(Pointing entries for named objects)
===============

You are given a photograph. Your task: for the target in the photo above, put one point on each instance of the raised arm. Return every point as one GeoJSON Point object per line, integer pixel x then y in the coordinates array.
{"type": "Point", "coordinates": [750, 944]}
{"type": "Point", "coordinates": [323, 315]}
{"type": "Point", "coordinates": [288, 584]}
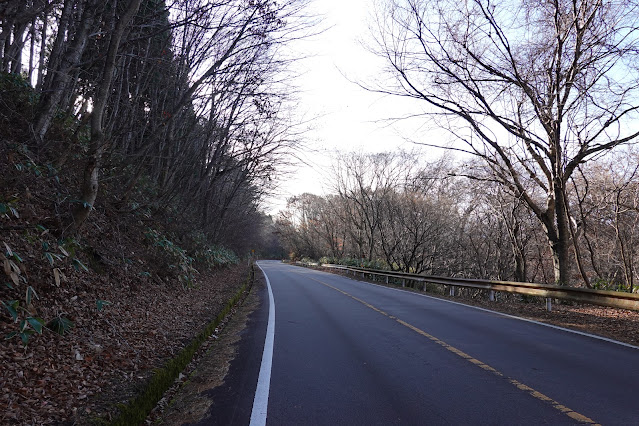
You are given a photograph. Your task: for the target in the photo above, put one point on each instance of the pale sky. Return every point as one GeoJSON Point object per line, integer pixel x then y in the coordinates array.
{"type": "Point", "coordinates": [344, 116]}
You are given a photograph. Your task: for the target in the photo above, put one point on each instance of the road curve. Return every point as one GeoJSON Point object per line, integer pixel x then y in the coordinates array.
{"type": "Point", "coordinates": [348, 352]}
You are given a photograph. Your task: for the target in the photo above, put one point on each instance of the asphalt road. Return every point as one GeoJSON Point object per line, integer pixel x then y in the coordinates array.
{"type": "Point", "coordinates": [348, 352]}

===============

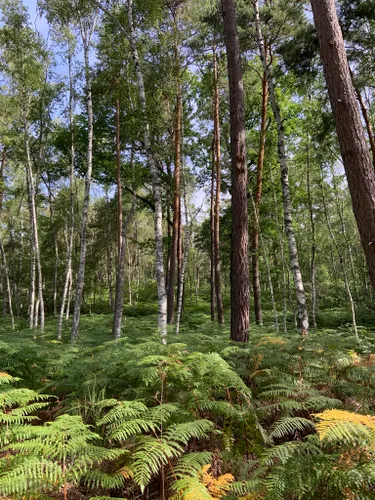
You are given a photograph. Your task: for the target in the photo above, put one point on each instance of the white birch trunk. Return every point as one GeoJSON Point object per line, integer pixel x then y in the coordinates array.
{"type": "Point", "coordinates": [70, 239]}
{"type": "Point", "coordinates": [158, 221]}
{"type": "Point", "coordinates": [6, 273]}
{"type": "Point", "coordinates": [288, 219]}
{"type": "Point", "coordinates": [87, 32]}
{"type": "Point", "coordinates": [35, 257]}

===============

# [Written instruction]
Please return each line of the material above that contains the word "road".

# [Exercise output]
You are given a photograph. Your task: for the target in the photo above, put one point on each instance of the road curve. Return every point as one GeoJSON Point object per line, integer pixel x then y in the coordinates array.
You are given a photograph. Your task: for the target in the photo above, put one point on each instance of the asphalt road. Return every point as one GeoJSON Point object per line, integer pixel x then y in the coordinates array.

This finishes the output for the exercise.